** Text excerpt **

21 September 2021, The Tablet

Sarah Eberle creates Psalm 23 garden for Chelsea


“It would be wonderful to create community gardens together as a positive way of emerging from the pandemic.”


Sarah Eberle creates Psalm 23 garden for Chelsea

The Psalm 23 garden at the Chelsea Flower Show
Clare Kendall

Award-winning designer Sarah Eberle has designed a garden based on Psalm 23, entitled The Lord Is My Shepherd, for this year’s Chelsea Flower Show which started today.

The garden, which aims to inspire people to create community gardens based on the psalm as lockdown eases, won the RHS gold medal award for “best sanctuary garden”.

It includes hawthorn and hornbeam trees, stepping stones and water. In an interview with Country Life magazine last month, Eberle said: “To me, Psalm 23 is a parable of life. It’s about the good and the bad through your life experiences and ultimately ending up where you feel more content and at peace.”

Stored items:
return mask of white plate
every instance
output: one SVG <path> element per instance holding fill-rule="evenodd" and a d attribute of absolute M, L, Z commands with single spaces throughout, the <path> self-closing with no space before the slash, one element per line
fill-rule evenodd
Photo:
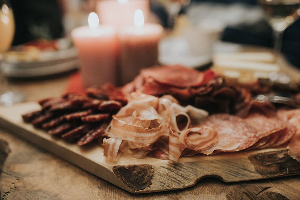
<path fill-rule="evenodd" d="M 3 59 L 0 67 L 7 76 L 24 78 L 51 75 L 78 67 L 77 53 L 74 48 L 43 54 L 40 61 L 17 62 Z"/>
<path fill-rule="evenodd" d="M 166 38 L 160 43 L 158 60 L 163 64 L 179 64 L 196 67 L 209 63 L 212 59 L 211 55 L 193 55 L 188 41 L 183 38 Z"/>

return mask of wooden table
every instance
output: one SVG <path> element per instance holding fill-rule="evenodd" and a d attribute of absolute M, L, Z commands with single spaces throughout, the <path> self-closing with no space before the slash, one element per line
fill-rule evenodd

** How to complete this task **
Copy the article about the Psalm 23 garden from "The Psalm 23" up to and including "which started today.", swapping "Award-winning" for "Prize-winning".

** Exercise output **
The Psalm 23 garden at the Chelsea Flower Show
Clare Kendall

Prize-winning designer Sarah Eberle has designed a garden based on Psalm 23, entitled The Lord Is My Shepherd, for this year’s Chelsea Flower Show which started today.